Put every line of the items below into a numbered list, and skip any blank lines.

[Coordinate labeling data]

>>>

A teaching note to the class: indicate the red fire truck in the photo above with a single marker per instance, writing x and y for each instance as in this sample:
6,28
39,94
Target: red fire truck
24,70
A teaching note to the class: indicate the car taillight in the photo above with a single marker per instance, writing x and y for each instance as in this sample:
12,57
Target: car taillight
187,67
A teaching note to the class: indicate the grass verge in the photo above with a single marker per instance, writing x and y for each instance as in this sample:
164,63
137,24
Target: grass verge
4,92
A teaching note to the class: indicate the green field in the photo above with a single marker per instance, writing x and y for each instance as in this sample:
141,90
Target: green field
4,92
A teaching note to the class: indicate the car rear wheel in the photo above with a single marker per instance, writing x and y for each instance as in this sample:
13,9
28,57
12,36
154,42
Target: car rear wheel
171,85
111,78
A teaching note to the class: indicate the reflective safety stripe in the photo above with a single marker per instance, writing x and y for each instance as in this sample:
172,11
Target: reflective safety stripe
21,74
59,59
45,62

<<<

Result ::
1. A teaching note to the class: indicate the red fire truck in the photo above with a single marker per instance, writing x and y for each instance as in this sample:
2. 6,28
3. 39,94
4. Target: red fire truck
5. 24,70
6. A teaching note to the class: indicate the car taillight in the photo above with a single marker per instance, writing x and y for each instance as in this sample:
7. 12,57
8. Target: car taillight
9. 187,67
10. A teaching note to the class: indicate the grass verge in the photo above with a single marker per instance, writing x and y for each instance as in this sample:
11. 164,63
12. 137,24
13. Target: grass verge
14. 4,92
15. A teaching note to the class: indicate the green field in the photo above with a single marker per instance, writing x and y for each instance as in this sample:
16. 141,90
17. Target: green field
18. 4,92
19. A teaching note to the class: indicate the car rear wheel in the photo above with a single marker per instance, writing x and y for each instance as in this sample:
20. 13,9
21. 28,57
22. 12,36
23. 154,42
24. Target: car rear wheel
25. 171,85
26. 111,78
27. A teaching note to the class: indicate the reflective safety stripe in the photo above with a single marker per instance, writing x and y for each instance as in this sample:
28. 172,11
29. Target: reflective safety stripe
30. 21,74
31. 59,59
32. 45,62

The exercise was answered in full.